* **INFORMATION SUPPLIED**
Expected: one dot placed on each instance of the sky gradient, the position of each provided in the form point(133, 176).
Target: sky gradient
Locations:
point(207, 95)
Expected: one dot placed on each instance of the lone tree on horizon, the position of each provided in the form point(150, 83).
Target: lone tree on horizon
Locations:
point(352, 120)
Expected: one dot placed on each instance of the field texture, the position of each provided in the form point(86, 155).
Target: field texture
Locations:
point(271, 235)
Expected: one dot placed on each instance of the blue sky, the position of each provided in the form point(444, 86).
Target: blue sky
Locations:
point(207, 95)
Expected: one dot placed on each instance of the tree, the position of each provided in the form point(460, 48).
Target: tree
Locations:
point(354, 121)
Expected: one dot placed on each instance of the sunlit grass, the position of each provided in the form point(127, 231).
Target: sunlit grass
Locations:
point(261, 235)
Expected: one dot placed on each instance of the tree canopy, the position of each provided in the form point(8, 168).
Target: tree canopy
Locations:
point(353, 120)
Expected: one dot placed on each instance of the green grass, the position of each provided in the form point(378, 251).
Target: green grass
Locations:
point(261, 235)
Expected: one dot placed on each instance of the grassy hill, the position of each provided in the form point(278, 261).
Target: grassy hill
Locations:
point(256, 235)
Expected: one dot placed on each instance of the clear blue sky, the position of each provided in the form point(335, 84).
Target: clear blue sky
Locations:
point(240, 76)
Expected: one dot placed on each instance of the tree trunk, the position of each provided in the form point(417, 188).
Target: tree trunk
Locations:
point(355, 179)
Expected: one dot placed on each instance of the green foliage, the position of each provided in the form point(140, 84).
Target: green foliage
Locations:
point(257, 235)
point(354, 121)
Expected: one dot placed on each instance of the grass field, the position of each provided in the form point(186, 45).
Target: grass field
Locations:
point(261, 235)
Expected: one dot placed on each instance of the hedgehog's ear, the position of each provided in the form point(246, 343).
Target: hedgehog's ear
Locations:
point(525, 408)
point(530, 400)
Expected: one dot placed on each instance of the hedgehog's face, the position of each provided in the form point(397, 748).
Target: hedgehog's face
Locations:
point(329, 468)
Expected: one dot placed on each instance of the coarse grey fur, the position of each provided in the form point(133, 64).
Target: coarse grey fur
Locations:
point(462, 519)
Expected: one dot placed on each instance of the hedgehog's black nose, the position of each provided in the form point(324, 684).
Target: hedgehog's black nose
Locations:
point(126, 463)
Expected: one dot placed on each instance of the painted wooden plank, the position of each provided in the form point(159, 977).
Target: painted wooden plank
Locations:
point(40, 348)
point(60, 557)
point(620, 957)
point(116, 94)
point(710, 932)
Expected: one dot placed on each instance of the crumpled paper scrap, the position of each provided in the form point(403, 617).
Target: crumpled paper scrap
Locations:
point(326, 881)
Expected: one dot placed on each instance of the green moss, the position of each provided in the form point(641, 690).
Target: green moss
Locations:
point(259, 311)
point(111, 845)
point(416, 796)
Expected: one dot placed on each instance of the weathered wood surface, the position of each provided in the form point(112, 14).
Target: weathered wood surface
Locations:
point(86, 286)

* **TASK INSTRUCTIONS**
Retype every line above with nothing changed.

* **ANSWER**
Expected: one dot placed on each instance of the sky gradient, the position of each provided in the form point(133, 176).
Target: sky gradient
Locations:
point(207, 95)
Expected: one dot placed on each instance of the lone tree on horizon, the position of each provided in the form point(150, 83).
Target: lone tree on horizon
Locations:
point(352, 120)
Expected: one dot placed on each instance of the field texture, the position of each provided in the form point(86, 155).
Target: field texture
Locations:
point(271, 235)
Expected: one dot placed on each instance of the blue sky, the position of each provided in the form point(444, 86).
Target: blue sky
Locations:
point(207, 95)
Expected: one dot placed on each instance of the tree, the position of each provided in the form point(460, 48).
Target: tree
Locations:
point(354, 121)
Expected: one dot placed on each instance of the sunlit grass, the position of each provided in the form point(127, 231).
Target: sunlit grass
Locations:
point(261, 235)
Expected: one dot placed on each instance of the tree canopy, the position of each provided in the form point(8, 168).
Target: tree canopy
Locations:
point(353, 120)
Expected: one dot placed on each instance of the green grass, the position of each provided in the form point(378, 251).
Target: green grass
Locations:
point(261, 235)
Expected: one dot placed on each instance of the grassy hill, the position of each provided in the form point(278, 261).
Target: grassy hill
Locations:
point(256, 235)
Expected: one dot placed on each instance of the clear blue sky, the position of each provided in the form point(335, 84).
Target: clear blue sky
Locations:
point(240, 76)
Expected: one dot placed on each instance of the tree trunk, the position of each provided in the form point(417, 188).
Target: tree trunk
Locations:
point(355, 179)
Expected: one dot placed on each instance of the green foliage, the position of each provided in the form point(140, 84).
Target: green foliage
Locations:
point(257, 235)
point(354, 121)
Expected: one dot placed on each instance of the grass field, the position of each provided in the form point(186, 45).
Target: grass field
Locations:
point(261, 235)
Expected: one dot placed on each instance of the hedgehog's ear, the position of each provided in the form point(246, 343).
Target: hedgehog's ear
Locations:
point(525, 408)
point(530, 400)
Expected: one dot placed on each instance of the hedgehog's face, the position of each provided in the form point(397, 748).
Target: hedgehog's face
Locations:
point(329, 468)
Expected: one dot placed on each instance of the coarse grey fur, the position of each provided in the form point(133, 64).
Target: coarse grey fur
Locations:
point(462, 519)
Expected: one dot placed on each instance of the hedgehog's black nose, the position of each provided in the form point(324, 684).
Target: hedgehog's black nose
Locations:
point(126, 463)
Expected: one dot placed on each instance of the painted wooden plank, the position of each provided in the form point(159, 977).
Target: painted wooden plank
Locations:
point(40, 348)
point(60, 557)
point(620, 957)
point(116, 94)
point(710, 932)
Expected: one dot placed on each instance of the crumpled paper scrap, the position of each provided in the form point(403, 617).
Target: crumpled paper scrap
Locations:
point(326, 881)
Expected: one dot placed on each instance of the green moss, the position of each provided in the form point(641, 690).
Target: green moss
Locations:
point(259, 311)
point(111, 845)
point(416, 796)
Expected: one dot placed on each instance of the weathered wood surface, the position of each provided in the form point(112, 14).
Target: weathered wood surface
Locations:
point(86, 286)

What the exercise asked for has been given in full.